JOBS.
1. In the Child Abduction Act text, shorten the paragraph that begins "The Child Abduction Act 1984 (c 37)" while keeping its main facts.
2. Write the next part of the Child Abduction Act text, following on from its last sentence.

* Begin TEXT BLOCK *

The Child Abduction Act 1984 (c 37) is an Act of the Parliament of the United Kingdom. It creates offences that replace, in England and Wales, the offence of child stealing under section 56 of the Offences against the Person Act 1861.

Part I – Offences under the law of England and Wales

Section 1 – Offence of abduction of child by parent etc
Section 1(1) provides that, subject to sections 1(5) to (8), it is an offence for a person connected with a child under the age of sixteen to take or send the child out of the United Kingdom without the appropriate consent.

The following cases are relevant to this section:
R v C [1991] 2 FLR 252, [1991] Fam Law 522, CA
R v Sherry and El Yamani [1993] Crim LR 536, CA

Sentence

See section 4(1).

See the Crown Prosecution Service sentencing manual.

And see R v Brennan [2007] 2 Cr App R (S) 50

Section 2 – Offence of abduction of child by other persons
Section 2(1) provides that, subject to section 2(3), it is an offence for a person, other than one mentioned in section 2(2), to take or detain a child under the age of sixteen so as to remove him from the lawful control of any person having lawful control of him, or, so as to keep him out of the lawful control of any person entitled to lawful control of him. without lawful authority or reasonable excuse.

* End TEXT BLOCK *
* Begin GIVEN RECORDS *

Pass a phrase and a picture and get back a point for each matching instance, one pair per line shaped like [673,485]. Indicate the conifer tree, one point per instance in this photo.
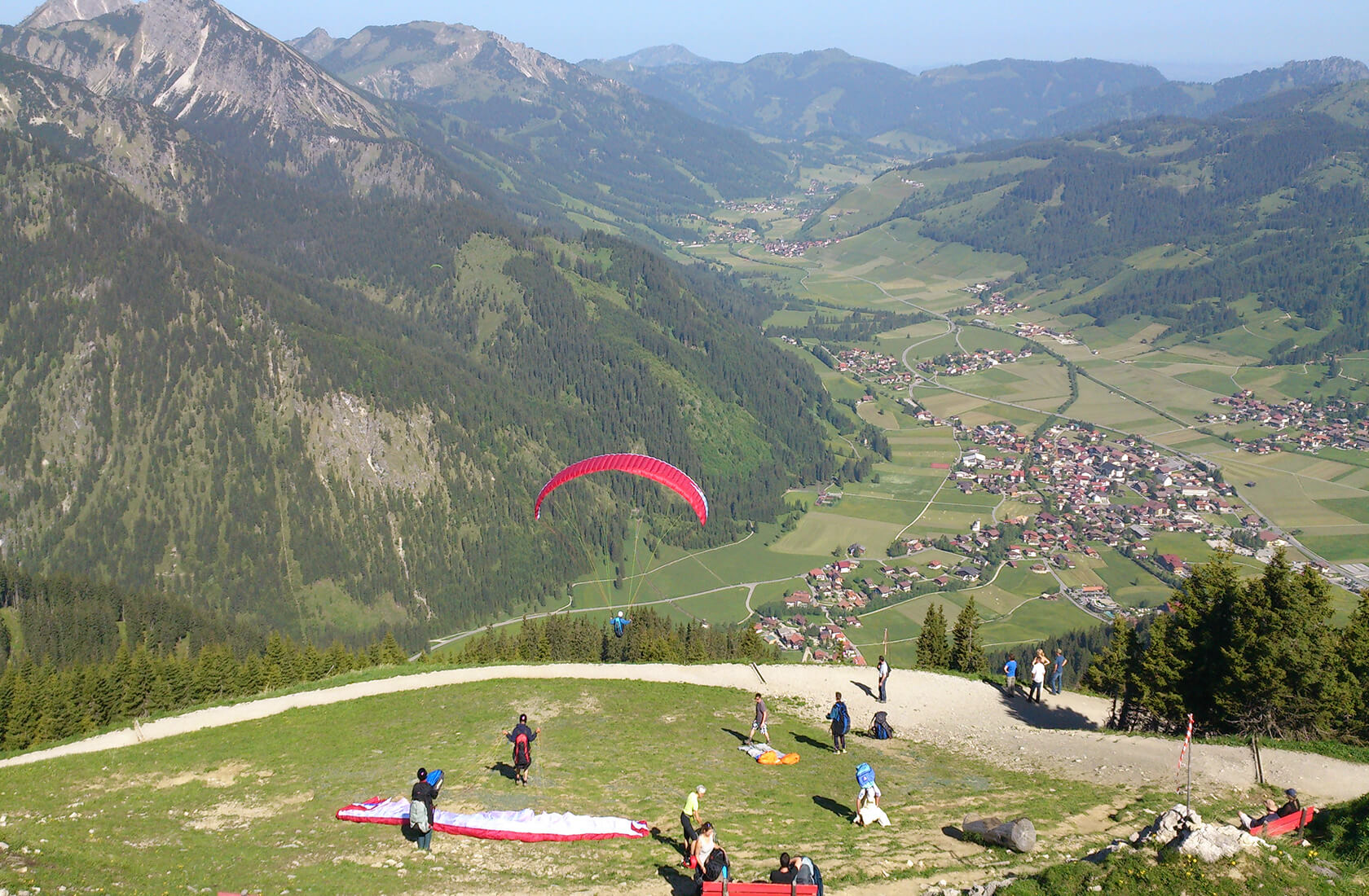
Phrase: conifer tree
[966,652]
[932,650]
[1109,674]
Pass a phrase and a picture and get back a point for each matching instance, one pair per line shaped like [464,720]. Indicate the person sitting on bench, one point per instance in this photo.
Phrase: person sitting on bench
[1272,811]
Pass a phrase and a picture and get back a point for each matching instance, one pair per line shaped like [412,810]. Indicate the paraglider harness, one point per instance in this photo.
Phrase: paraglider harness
[522,750]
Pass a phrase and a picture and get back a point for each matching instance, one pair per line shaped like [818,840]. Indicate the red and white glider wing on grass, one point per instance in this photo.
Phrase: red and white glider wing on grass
[523,825]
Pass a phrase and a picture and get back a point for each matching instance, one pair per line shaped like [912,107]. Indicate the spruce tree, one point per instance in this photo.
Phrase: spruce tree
[966,652]
[1109,672]
[932,650]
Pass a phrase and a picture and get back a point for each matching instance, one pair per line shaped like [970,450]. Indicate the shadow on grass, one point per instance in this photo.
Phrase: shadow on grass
[668,841]
[680,883]
[813,742]
[868,691]
[833,806]
[1045,714]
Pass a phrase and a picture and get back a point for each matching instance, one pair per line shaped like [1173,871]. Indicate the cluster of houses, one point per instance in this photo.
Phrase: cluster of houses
[819,616]
[873,367]
[795,248]
[1309,427]
[1037,332]
[971,362]
[994,304]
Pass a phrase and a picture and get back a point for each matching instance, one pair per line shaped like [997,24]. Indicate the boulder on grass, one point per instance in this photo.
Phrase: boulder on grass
[1016,835]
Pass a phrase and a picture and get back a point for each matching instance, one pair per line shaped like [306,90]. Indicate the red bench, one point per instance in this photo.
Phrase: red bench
[1290,823]
[741,888]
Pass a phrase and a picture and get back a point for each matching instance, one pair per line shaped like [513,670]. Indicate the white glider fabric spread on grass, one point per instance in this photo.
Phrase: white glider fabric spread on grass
[523,825]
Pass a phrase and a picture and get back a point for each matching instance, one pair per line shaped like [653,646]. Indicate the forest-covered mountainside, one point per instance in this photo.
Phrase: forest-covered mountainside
[590,138]
[795,94]
[322,406]
[1268,201]
[1201,100]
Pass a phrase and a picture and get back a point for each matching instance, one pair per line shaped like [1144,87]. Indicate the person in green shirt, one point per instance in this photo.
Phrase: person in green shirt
[690,819]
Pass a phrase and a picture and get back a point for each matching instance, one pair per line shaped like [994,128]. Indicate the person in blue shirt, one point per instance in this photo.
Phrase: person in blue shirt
[841,724]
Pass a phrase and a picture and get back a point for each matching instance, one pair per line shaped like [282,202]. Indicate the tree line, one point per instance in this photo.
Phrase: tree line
[42,702]
[1250,657]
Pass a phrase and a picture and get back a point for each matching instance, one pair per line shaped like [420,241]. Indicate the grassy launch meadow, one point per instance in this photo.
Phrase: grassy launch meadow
[249,807]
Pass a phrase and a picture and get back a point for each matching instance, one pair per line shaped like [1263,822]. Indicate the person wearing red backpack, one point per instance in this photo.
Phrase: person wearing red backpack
[522,738]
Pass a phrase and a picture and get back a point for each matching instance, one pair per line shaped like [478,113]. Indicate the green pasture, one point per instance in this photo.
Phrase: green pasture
[249,807]
[821,531]
[1035,620]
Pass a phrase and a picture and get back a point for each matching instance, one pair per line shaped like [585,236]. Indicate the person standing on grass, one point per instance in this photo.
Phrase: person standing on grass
[841,724]
[522,738]
[690,819]
[425,793]
[1038,676]
[1057,670]
[759,723]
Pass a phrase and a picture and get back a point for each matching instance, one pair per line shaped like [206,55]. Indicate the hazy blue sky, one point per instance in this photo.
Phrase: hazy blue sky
[1185,37]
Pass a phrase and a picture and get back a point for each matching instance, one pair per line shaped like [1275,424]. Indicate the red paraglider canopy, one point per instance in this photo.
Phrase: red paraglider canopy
[640,465]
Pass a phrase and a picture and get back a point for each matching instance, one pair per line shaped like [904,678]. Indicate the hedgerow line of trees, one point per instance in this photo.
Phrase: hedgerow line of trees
[1249,657]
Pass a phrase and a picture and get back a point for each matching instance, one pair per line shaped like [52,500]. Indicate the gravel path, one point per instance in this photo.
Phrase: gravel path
[1061,735]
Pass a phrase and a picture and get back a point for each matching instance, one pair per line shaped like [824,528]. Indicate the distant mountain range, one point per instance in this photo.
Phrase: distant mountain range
[1262,207]
[269,344]
[601,144]
[793,96]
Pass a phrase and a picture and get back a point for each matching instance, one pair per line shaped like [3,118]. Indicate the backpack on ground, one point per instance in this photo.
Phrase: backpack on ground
[418,817]
[716,865]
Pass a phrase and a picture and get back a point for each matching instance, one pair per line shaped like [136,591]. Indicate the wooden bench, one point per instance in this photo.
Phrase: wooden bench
[1290,823]
[741,888]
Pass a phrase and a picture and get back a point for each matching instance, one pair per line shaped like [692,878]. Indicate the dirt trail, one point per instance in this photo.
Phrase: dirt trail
[1061,735]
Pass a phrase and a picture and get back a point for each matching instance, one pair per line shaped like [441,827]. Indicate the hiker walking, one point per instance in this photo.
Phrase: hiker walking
[420,810]
[690,819]
[759,723]
[841,724]
[1038,676]
[522,738]
[1057,670]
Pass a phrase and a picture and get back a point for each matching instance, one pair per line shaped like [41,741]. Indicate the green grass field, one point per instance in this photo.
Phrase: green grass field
[249,807]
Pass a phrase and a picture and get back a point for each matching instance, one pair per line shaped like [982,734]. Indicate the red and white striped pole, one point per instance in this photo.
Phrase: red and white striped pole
[1183,751]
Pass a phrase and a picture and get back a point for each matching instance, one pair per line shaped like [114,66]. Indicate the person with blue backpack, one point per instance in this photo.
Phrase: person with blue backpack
[420,809]
[522,738]
[841,724]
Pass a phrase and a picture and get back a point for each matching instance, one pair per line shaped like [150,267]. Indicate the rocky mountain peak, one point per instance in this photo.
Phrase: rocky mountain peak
[433,54]
[56,11]
[195,60]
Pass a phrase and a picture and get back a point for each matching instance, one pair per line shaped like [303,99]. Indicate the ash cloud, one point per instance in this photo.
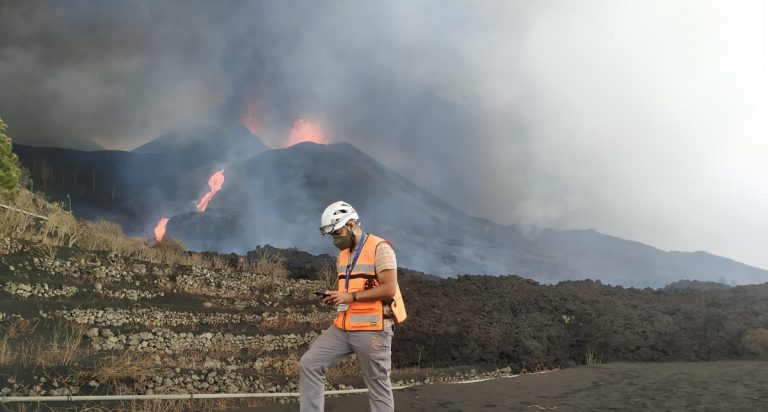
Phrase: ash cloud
[603,114]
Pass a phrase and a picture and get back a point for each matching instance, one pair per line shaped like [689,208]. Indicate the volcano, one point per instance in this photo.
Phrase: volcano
[276,197]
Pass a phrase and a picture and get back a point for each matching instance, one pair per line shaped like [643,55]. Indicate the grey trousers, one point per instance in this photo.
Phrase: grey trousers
[374,353]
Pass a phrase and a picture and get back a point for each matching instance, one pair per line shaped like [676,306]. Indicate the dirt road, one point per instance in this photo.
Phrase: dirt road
[674,386]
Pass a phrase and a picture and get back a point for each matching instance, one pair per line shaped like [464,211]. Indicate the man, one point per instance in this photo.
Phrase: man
[368,304]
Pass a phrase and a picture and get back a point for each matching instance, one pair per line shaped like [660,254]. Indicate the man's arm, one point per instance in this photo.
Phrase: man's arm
[387,280]
[385,290]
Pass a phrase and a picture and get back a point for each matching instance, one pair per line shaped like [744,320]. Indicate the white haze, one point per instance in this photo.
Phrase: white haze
[643,120]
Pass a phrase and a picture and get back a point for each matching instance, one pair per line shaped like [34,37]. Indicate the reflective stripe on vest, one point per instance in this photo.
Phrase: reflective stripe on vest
[362,316]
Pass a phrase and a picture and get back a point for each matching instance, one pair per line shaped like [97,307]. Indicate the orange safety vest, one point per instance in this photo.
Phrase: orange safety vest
[362,316]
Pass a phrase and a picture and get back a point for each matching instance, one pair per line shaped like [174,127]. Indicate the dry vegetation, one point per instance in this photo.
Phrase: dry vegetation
[60,228]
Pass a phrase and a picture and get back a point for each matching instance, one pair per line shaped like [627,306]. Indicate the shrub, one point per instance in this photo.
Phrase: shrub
[9,165]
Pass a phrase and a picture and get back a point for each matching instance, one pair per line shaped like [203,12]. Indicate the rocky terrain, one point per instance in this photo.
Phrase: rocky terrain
[98,313]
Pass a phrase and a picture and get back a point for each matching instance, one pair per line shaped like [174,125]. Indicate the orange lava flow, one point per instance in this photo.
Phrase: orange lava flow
[215,182]
[305,131]
[160,229]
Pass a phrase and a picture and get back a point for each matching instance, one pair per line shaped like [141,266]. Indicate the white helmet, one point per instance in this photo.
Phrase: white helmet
[335,216]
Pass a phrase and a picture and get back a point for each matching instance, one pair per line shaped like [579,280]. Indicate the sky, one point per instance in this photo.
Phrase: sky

* End GIVEN RECORDS *

ANSWERS FOR THE EXERCISE.
1. The Child Abduction Act 1984 (c 37), a UK Act of Parliament, creates offences that replace the child stealing offence in England and Wales. That offence was under section 56 of the Offences against the Person Act 1861.

2.
This section is disapplied by section 51 of the Children Act 1989 for any child who has been certified at risk and placed in a foster or care home.

The following cases are relevant:
R v Leather, 98 Cr App R 179, CA
R v Berry [1996] Crim LR 574, The Times, 29 January 1996, CA

Sentence

See section 4(1).

See the Crown Prosecution Service sentencing manual.

And see the following cases:
R v Dean [2000] 2 Cr App R (S) 253
R v Mawdsley [2001] 1 Cr App R (S) 101
R v Delaney [2003] 2 Cr App R (S) 81
R v J A and others [2002] 1 Cr App R (S) 108
R v Prime [2005] 1 Cr App R (S) 45
R v Delaney [2007] 1 Cr App R (S) 93
R v Serrant [2007] 2 Cr App R (S) 80
R v M [2008] 2 Cr App R (S) 73

Section 5 – Restriction on prosecutions for offence of kidnapping

Part II – Offence under the law of Scotland

Part III – Supplementary

Section 13 – Short title, commencement and extent
Section 13(2) provides that the Act came into force at the end of the period of three months that began on the day on which it was passed. The word "months" means calendar months.

The day (that is to say, 12 July 1984) on which the Act was passed (that is to say, received royal assent) is included in the period of three months.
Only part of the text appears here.